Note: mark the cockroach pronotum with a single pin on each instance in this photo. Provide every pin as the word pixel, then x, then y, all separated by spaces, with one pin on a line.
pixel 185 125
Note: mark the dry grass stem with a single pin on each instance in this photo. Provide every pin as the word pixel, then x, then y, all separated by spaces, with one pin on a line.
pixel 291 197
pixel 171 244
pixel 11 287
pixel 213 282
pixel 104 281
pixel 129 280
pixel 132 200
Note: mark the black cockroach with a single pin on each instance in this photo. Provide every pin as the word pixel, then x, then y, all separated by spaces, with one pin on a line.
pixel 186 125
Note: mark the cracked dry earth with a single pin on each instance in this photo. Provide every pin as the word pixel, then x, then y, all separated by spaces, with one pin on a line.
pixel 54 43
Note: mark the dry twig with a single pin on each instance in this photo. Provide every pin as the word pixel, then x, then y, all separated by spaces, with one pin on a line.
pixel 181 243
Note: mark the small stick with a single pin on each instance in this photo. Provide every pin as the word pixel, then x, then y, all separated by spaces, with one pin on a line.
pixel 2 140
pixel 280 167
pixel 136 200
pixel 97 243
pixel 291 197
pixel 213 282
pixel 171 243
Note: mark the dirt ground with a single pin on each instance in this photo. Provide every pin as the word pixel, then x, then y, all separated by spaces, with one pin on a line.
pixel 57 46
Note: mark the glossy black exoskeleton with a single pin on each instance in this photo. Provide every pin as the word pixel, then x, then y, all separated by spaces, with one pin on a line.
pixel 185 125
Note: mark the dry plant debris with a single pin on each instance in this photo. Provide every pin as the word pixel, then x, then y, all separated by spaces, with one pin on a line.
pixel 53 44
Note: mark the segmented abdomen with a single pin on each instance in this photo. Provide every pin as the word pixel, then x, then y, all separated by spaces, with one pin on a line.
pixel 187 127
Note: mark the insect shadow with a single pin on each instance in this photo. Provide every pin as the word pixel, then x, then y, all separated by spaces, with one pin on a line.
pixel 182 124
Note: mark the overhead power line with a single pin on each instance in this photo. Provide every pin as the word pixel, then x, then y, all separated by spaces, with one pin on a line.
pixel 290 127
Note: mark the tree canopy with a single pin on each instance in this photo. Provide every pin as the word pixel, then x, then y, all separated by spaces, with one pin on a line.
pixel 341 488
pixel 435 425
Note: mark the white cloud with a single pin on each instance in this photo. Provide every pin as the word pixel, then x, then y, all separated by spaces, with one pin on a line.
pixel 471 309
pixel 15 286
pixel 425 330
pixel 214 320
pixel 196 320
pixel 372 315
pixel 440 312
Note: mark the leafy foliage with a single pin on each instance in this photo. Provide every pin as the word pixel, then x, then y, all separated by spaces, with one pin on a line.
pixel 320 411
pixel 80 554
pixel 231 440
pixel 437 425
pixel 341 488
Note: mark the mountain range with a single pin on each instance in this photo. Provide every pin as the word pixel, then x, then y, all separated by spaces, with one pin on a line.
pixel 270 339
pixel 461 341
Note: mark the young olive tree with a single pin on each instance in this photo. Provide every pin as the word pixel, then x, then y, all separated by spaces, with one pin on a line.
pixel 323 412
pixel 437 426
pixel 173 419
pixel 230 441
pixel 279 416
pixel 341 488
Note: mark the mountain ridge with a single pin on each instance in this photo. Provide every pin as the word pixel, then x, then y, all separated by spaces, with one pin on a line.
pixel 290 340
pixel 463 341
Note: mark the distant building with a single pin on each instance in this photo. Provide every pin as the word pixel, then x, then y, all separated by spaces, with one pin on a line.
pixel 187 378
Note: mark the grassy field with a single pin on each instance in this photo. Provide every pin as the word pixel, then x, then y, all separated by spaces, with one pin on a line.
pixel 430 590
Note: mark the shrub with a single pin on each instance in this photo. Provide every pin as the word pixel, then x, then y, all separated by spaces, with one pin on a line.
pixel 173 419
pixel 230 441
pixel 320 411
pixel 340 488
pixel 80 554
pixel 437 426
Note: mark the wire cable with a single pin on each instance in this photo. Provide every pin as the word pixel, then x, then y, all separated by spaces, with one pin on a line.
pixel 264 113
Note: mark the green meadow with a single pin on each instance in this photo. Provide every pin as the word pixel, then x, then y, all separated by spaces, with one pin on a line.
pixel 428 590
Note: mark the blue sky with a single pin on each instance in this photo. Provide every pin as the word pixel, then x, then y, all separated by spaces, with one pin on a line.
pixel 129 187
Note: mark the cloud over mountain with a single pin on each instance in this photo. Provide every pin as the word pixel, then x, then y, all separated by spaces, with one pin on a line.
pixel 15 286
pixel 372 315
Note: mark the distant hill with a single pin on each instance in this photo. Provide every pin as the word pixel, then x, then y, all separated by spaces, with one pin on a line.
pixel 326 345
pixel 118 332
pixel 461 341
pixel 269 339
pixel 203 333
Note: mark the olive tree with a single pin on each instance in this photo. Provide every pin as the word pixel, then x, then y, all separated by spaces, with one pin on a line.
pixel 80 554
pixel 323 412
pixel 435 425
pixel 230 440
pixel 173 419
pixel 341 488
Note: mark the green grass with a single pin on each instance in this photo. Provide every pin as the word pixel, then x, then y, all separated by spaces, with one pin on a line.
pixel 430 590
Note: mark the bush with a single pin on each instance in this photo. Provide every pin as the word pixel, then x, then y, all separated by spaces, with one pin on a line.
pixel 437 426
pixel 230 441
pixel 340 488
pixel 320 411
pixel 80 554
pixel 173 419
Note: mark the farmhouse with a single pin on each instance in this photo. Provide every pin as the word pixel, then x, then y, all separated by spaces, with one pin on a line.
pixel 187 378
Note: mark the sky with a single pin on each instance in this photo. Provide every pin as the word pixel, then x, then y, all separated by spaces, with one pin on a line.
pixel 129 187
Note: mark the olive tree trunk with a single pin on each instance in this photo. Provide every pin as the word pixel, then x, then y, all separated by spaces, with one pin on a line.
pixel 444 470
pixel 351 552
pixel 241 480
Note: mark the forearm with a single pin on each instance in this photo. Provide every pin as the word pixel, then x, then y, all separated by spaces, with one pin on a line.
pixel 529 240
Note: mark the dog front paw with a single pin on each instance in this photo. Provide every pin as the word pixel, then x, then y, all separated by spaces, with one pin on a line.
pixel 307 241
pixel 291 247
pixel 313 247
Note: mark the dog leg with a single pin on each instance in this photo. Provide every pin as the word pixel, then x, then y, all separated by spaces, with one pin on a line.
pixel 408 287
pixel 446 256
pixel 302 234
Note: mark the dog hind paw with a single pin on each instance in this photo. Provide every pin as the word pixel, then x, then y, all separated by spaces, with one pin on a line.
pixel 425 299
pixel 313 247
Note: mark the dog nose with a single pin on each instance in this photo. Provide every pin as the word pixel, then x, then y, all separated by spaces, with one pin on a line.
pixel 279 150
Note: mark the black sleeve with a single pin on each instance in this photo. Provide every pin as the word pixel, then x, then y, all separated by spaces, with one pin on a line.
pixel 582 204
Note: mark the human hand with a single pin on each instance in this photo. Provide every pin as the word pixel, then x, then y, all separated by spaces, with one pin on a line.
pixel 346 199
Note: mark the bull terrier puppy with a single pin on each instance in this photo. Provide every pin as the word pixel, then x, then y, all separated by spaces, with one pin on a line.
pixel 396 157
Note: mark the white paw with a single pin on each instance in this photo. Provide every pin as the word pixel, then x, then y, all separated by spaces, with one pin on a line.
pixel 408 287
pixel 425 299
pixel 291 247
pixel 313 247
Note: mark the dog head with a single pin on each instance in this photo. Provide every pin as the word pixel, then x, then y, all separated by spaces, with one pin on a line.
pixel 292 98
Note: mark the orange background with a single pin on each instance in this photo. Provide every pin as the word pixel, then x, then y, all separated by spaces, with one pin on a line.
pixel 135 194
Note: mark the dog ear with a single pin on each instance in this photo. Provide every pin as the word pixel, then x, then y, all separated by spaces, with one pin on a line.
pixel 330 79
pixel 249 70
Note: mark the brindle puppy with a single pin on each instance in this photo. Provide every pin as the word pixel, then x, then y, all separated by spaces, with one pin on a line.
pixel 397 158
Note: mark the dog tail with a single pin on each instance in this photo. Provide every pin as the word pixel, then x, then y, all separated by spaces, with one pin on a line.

============================================================

INSTRUCTIONS TO FOLLOW —
Please reproduce the lines from the one containing "Note: mark the dog head" up to and including the last line, with each line left unchanged.

REPLY —
Note: mark the dog head with a single pin on each instance in this photo. Provide every pin as the word pixel, then x, then y, all separated by spaces, with one pin on a line.
pixel 292 98
Note: mark the orange background with a single pin on each instance in this photo. Provide every pin as the word pixel, then x, then y, all separated by spaces, with one pin on a line.
pixel 135 194
Note: mark the dog ear with a single pin on each instance in this photo. Provide every pin as the word pixel, then x, then y, all separated by spaces, with one pin on a line.
pixel 330 79
pixel 249 70
Note: mark the brindle puppy with a single pin on each instance in this photo. Provide every pin as the word pixel, then x, then y, all separated by spaces, with one pin on a line.
pixel 397 158
Note: mark the dog tail with a single pin on each instance in this photo. Provide every pin as the word pixel, then x, then y, all separated by spaces, with one pin on a line.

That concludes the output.